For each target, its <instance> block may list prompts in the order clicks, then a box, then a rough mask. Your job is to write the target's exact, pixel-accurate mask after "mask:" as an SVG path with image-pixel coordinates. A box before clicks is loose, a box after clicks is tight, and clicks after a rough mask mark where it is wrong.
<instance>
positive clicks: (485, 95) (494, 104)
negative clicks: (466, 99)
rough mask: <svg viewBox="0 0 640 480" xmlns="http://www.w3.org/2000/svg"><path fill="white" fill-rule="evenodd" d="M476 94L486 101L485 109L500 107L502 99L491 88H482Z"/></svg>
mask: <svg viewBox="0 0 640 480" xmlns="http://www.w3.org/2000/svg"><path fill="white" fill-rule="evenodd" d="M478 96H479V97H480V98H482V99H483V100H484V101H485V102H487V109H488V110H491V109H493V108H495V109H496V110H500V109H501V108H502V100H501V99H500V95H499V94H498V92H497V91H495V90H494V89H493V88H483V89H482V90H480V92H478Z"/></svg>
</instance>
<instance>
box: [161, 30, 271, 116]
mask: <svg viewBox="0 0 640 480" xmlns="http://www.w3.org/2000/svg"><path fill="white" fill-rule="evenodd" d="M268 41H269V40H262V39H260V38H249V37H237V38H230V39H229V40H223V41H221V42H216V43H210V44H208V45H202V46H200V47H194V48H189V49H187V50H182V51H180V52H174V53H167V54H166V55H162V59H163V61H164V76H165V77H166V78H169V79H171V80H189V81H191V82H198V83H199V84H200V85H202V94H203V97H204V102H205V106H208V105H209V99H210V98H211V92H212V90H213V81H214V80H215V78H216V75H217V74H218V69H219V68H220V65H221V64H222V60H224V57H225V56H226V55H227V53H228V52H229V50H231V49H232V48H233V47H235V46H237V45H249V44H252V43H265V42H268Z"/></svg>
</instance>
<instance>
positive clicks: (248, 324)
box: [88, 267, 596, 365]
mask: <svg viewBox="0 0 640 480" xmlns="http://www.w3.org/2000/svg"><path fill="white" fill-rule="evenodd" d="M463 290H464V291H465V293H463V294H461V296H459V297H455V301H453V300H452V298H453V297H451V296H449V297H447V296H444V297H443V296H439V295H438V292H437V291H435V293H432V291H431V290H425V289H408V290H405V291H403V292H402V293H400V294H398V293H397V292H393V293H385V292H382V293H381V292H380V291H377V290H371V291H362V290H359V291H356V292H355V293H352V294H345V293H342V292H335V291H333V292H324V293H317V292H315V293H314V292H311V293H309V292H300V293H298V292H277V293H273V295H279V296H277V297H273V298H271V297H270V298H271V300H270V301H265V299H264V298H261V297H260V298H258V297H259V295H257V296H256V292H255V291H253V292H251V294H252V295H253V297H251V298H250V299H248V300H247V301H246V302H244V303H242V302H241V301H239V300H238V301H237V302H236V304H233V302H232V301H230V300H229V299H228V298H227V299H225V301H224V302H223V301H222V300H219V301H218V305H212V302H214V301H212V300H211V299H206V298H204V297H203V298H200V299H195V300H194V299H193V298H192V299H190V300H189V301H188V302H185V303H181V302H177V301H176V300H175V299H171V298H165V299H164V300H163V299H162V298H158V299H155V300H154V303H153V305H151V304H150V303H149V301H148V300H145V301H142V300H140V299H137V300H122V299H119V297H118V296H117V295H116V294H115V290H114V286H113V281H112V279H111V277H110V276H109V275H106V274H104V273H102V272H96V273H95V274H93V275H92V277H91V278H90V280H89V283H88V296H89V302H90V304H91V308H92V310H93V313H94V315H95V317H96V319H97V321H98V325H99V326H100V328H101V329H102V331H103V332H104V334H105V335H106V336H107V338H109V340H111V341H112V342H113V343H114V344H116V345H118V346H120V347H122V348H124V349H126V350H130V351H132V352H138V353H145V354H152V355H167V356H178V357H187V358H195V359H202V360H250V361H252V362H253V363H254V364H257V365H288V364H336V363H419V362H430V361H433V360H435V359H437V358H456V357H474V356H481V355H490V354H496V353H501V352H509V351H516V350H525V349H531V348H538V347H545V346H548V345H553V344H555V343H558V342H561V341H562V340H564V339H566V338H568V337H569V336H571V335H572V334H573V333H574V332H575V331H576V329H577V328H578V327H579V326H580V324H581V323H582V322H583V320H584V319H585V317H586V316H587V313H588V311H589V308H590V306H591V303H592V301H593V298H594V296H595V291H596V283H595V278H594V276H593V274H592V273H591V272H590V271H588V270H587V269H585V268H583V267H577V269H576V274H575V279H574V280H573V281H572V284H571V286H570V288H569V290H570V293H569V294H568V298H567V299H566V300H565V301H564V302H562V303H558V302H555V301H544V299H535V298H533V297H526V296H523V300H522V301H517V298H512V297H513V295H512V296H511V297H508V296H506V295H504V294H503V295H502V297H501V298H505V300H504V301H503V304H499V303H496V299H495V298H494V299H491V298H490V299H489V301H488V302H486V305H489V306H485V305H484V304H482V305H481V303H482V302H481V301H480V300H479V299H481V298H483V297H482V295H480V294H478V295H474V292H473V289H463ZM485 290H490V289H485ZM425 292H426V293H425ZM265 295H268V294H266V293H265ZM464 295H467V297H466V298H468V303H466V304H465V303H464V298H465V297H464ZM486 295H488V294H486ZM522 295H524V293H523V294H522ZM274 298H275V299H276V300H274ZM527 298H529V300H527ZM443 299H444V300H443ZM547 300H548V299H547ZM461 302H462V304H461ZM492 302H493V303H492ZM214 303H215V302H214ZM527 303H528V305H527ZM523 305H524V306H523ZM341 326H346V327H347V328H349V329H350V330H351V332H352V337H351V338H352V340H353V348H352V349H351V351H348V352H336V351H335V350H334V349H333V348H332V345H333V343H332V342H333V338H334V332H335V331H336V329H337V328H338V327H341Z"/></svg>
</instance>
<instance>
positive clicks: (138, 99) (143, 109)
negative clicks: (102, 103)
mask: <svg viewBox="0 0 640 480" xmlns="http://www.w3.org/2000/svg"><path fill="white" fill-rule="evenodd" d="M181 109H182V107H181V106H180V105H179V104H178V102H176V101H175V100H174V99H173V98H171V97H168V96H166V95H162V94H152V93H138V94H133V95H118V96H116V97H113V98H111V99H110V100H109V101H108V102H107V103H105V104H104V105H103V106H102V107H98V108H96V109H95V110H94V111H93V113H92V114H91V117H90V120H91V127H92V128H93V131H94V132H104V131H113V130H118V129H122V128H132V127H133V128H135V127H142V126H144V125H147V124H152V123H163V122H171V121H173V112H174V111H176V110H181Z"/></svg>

...

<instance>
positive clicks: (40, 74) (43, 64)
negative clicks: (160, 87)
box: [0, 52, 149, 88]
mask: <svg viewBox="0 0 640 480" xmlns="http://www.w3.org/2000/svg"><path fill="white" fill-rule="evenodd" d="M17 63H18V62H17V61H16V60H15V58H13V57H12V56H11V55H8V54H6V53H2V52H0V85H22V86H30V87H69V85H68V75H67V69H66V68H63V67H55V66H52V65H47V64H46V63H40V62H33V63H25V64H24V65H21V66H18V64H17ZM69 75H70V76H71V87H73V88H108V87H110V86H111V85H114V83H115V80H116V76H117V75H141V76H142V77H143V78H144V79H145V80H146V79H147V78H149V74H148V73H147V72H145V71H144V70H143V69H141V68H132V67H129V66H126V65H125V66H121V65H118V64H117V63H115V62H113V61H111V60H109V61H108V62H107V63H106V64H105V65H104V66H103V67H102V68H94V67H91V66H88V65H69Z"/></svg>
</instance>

==

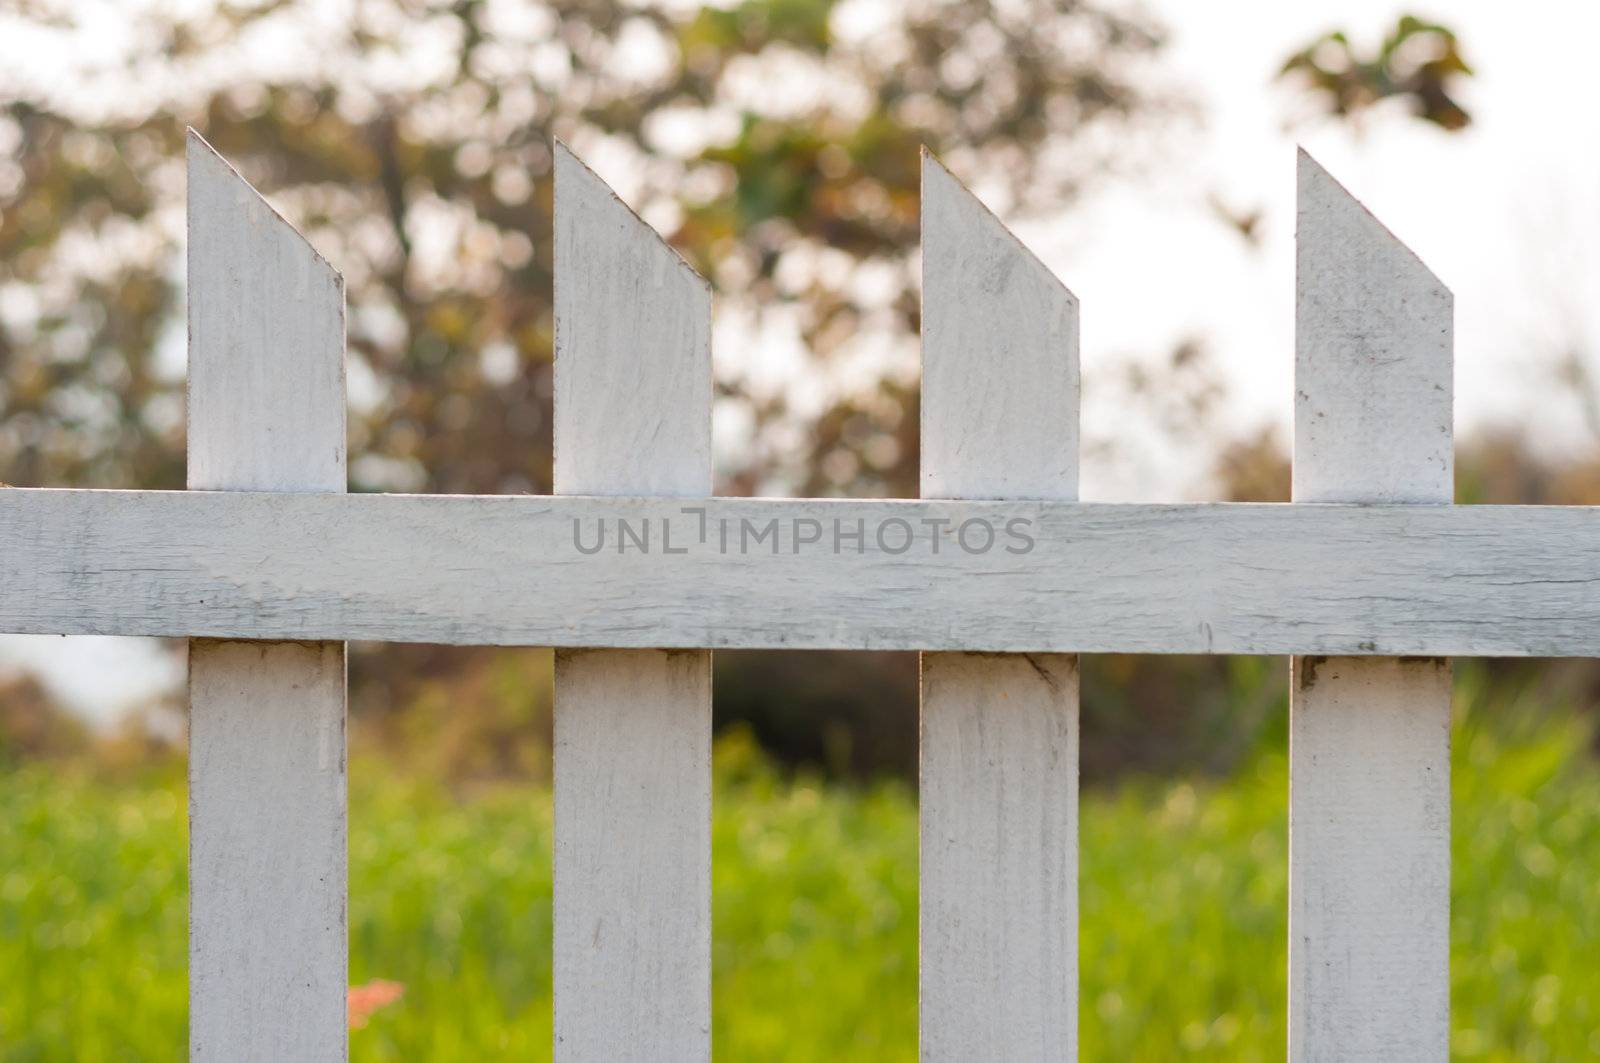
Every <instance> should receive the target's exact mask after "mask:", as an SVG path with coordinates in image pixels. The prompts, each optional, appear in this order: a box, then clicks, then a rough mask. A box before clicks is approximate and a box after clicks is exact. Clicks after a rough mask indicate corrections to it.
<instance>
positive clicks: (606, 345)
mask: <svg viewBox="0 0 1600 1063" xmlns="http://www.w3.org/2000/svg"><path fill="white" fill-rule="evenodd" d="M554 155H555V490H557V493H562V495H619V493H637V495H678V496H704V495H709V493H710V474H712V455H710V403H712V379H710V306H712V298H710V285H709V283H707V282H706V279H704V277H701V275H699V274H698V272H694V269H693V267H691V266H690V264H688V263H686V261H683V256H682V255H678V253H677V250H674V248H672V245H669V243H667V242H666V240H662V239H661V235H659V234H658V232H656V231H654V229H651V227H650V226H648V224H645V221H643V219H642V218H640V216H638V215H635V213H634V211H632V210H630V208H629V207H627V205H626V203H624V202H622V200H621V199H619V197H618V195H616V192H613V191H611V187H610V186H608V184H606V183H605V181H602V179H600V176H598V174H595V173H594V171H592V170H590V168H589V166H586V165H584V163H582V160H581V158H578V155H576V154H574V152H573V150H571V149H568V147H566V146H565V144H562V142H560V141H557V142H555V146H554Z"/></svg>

**Exercise aim**: Every line above from the line with "positive clicks: (485, 95) (494, 104)" to the line with "negative clicks: (466, 99)" is wanted, ends included; write them out exactly and add no other line.

**Response to this exercise**:
positive clicks: (485, 95) (494, 104)
negative clicks: (466, 99)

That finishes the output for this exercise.